● EXERCISE DESCRIPTION: Report every line in the records below that contains the string "gymnast", copying each such line in full.

Stored data
====

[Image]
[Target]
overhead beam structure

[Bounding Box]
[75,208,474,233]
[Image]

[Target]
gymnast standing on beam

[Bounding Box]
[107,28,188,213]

====

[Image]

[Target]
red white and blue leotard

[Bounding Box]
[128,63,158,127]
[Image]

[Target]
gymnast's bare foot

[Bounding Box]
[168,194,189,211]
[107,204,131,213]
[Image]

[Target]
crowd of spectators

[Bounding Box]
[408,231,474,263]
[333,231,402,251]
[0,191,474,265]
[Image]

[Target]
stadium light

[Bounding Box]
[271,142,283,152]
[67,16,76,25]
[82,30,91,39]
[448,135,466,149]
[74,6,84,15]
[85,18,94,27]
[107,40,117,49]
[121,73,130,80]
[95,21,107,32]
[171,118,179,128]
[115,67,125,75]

====

● ANSWER TO THE EXERCISE:
gymnast standing on beam
gymnast's bare foot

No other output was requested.